# Requirement
Retype the data that follows line by line, exactly, and leave its pictures out.

[start Material to process]

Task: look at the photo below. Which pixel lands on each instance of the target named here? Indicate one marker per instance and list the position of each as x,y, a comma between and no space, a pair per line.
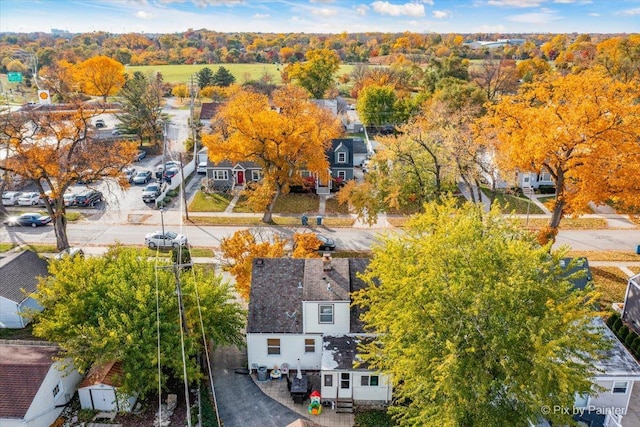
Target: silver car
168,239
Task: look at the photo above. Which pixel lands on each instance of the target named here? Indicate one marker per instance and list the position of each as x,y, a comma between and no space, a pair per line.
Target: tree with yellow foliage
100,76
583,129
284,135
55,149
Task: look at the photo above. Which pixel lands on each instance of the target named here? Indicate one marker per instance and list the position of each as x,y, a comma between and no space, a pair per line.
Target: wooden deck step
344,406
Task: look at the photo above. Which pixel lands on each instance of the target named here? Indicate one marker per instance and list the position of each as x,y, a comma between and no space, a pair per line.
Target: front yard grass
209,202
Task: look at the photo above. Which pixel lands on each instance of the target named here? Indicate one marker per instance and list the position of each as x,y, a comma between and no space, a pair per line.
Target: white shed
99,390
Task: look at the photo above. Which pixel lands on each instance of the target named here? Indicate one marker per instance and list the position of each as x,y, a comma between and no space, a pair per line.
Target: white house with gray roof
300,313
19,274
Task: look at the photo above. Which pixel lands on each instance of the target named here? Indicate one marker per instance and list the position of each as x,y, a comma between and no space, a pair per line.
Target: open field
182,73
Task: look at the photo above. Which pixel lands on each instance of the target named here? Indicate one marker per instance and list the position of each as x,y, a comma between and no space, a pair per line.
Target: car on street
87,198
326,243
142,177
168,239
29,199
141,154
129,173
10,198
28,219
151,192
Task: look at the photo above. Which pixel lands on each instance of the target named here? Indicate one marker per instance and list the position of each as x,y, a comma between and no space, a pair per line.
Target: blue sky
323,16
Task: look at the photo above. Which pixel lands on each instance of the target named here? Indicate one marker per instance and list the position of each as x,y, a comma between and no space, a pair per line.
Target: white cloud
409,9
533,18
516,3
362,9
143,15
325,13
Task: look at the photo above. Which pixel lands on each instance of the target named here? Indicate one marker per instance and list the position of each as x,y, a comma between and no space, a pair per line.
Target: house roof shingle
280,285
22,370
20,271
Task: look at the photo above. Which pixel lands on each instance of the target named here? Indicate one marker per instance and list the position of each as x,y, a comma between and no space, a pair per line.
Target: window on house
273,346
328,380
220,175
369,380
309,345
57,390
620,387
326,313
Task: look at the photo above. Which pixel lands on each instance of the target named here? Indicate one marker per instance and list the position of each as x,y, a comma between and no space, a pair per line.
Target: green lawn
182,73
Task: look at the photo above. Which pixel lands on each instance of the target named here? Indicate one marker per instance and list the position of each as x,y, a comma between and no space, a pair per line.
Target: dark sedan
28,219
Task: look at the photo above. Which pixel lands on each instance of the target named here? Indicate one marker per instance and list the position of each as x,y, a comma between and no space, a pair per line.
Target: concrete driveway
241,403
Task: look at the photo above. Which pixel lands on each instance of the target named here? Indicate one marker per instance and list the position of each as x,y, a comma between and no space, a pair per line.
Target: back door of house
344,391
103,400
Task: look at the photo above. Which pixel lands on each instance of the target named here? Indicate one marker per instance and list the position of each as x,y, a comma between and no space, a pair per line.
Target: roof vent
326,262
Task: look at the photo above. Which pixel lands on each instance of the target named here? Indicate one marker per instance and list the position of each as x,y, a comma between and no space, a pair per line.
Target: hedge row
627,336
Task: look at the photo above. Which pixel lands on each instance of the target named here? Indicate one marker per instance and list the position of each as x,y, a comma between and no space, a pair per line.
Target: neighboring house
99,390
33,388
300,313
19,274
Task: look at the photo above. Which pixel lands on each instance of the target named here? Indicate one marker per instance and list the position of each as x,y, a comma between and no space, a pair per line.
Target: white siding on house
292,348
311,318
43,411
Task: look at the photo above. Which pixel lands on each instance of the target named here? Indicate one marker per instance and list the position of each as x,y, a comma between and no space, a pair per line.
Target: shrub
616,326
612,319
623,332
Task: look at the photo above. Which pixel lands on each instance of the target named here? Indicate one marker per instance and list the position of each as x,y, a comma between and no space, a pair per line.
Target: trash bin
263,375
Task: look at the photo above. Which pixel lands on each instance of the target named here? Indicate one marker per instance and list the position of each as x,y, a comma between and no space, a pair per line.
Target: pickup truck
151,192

[end Material to process]

# Solved exercise
Task: look at the photo below. Which pixel lands on each instance of the target named here? Indicate one marker per instance and list the position of each as x,y, a comma between and no space, a pair per line.
Target: silver car
168,239
Task: look at the photo above. Which pixel lands on each instance of the target named here? Indicate one marker per instance and list the position of each as x,y, a comma between and no space, a pair per line.
Target: tree with yellow foliage
100,76
583,129
284,135
55,149
Task: look at the photo above. Which pixel lands on each instance of the target named here? Indicate one marker per instance and list the position of each as x,y, a comma between and no space, a pair per line.
Target: wooden deck step
344,406
Task: look at the photo above. Which pixel lands on each instance of the target named here? Indicate one marker per instance and list the position of each as x,y, a comma between and no space, a pair per line.
Target: front yard grass
209,202
Task: look at the photo above. Which pixel lands on each instance of the target named here? Indicate one marker per instance and list the position of each as x,y, a comma between and no space, a pair per line.
Target: white shed
99,390
Task: look at the photo above. Which pixel lands on each instance of the target named here? Indicate one marker per instance and list the position of each as x,y, a comma between and no space, a pair per line.
Target: white house with gray roof
300,313
19,274
Task: look at the photo above. Which pixel lands on each instance of the target named here? Indicate one marker per instance and list the position of each as x,y, a comma between and no space, a pair per line.
Target: open field
182,73
Task: look at the photo above. Which pixel lands on each instance of the target named here? Indicate one marker per instance and list the position of each as x,y, a comma between and no space, a pair per line.
Target: car on street
87,198
326,243
142,177
168,239
29,199
141,154
129,173
10,198
28,219
151,192
Task: look at the photo above. Which pixel lands on each instance of the target named here? Indicate one marker per instance and list the position of each as x,y, a comma between and no space, a pair per line.
Target: blue sky
323,16
Task: look at the photo above. Which pixel lands on each instance of the target named here? Indicate one marker per instance and list the position of each as x,y, a comma between and no space, a pair per line.
Target: white cloud
409,9
533,18
516,3
362,9
143,15
325,13
Task: look at the photo above. Which pixel lands on each instance of the target named here? Indicate one marker per instance and list the position of each as x,y, a comma between and no space, a pair per line.
Target: house roof shingle
280,285
22,370
20,271
Task: look at the photo above. Which pixel lands on each instance of the target named here? Indicate one marker per instance and list the position of each as x,y, a comma between and no space, a pair per line.
Target: window on house
273,346
328,380
220,175
369,380
309,345
57,390
620,387
326,313
Task: look at the photo above. Which pixel lands on each instance of the target named here? Indicate one marker per instance and list the position of each as x,y, a comma between and no space, a pair per line.
Target: green lawn
182,73
Task: look at the photo above. Which pixel lands on each instance of the target named here? Indicate one marker per instance and list the position of each as x,y, a comma between and no space, a pair per line.
Target: dark sedan
28,219
Task: look at the photo above. Which pixel lands on each instance of the target named here? Indicate one marker per instance and list the position of each as x,y, a comma between and no space, a pair per line.
Target: concrete driveway
241,403
Task: look at the photo above. Which pixel lands on each instance of the target named here? Indicate one marker per instance and list the position of each as x,y, a comma between and no space, a pair per line.
Target: back door of house
344,391
103,400
Task: look at the photo above. Which pixel lands on each instance of the target named here? Indicate one marker per instance and list the position of each as x,y, a comma between and no space, a pair per line.
Target: roof vent
326,262
Task: look at the photo above. Which pixel lands on each instance of the target named here? Indicate one marker per instance and list the position of each as x,y, a comma between and no space, a pair per line.
Target: hedge row
627,336
Task: look at the photo above. Which pixel lands on each instance of the target named here? Indicate one marker per instance and list the position of each as x,y, a comma between and no space, a pair per line.
Target: neighboring house
99,390
33,388
300,313
19,274
Task: look at the photo above. Which pixel lands on each instance of the target named here? Indicate one marker per instance and list the position of each as x,y, a comma between and no space, a pair per line.
Target: white siding on house
292,348
311,318
43,411
Task: look at the photo above. Which pixel lands on each instance of the target named here? Indicate one marker per instance and list the position of each as x,y, a comma between and no space, a pair per line.
Target: shrub
616,326
612,319
623,332
Task: look at the photo above. Which pixel lands on each instance of the target named here? Indicate one marker per instance and list the position of each as x,y, a comma between and no space, a pair per line.
Target: trash bin
263,375
Task: look at the photo above. Which pixel lands on each instance of the target named here? Indicate one marker per instance and list the position of each as x,y, a comma between and no space, a pair per line.
Target: pickup truck
151,192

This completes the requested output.